## Start RECORDS SHOWN

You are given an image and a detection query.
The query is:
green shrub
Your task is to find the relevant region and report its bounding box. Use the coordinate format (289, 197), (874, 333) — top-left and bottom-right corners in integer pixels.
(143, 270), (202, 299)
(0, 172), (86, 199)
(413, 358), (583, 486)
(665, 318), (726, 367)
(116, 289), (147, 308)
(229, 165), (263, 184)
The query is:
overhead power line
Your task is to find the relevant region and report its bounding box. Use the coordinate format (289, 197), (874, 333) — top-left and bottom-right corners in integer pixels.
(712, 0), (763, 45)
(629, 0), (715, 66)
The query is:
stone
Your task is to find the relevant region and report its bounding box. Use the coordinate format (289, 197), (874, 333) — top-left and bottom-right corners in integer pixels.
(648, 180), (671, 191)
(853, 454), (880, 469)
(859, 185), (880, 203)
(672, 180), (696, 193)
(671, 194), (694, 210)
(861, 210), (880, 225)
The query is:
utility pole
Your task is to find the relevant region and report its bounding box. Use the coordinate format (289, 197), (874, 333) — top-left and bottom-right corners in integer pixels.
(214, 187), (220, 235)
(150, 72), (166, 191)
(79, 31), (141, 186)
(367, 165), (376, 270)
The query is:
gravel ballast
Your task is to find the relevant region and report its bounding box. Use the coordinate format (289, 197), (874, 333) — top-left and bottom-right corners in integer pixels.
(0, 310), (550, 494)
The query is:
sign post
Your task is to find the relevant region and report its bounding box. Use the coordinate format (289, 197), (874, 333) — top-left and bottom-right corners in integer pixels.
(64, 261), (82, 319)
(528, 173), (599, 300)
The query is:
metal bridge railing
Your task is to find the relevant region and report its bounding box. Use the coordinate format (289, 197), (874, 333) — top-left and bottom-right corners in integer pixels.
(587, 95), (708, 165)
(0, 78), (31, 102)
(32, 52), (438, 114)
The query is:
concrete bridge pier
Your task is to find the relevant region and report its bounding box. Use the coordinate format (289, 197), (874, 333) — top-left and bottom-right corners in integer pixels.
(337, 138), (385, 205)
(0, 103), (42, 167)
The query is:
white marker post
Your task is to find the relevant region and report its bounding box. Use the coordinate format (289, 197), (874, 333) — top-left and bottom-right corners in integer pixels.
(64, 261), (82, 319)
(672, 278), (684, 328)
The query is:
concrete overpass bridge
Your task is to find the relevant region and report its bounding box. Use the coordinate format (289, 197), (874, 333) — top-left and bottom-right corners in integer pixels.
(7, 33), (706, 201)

## End RECORDS SHOWN

• [WHAT YOU ARE ASKED TO DO]
Show each line of the items above that contains the word "concrete". Case matters.

• [SOLUTION TO THE EXERCISE]
concrete bridge pier
concrete overpass bridge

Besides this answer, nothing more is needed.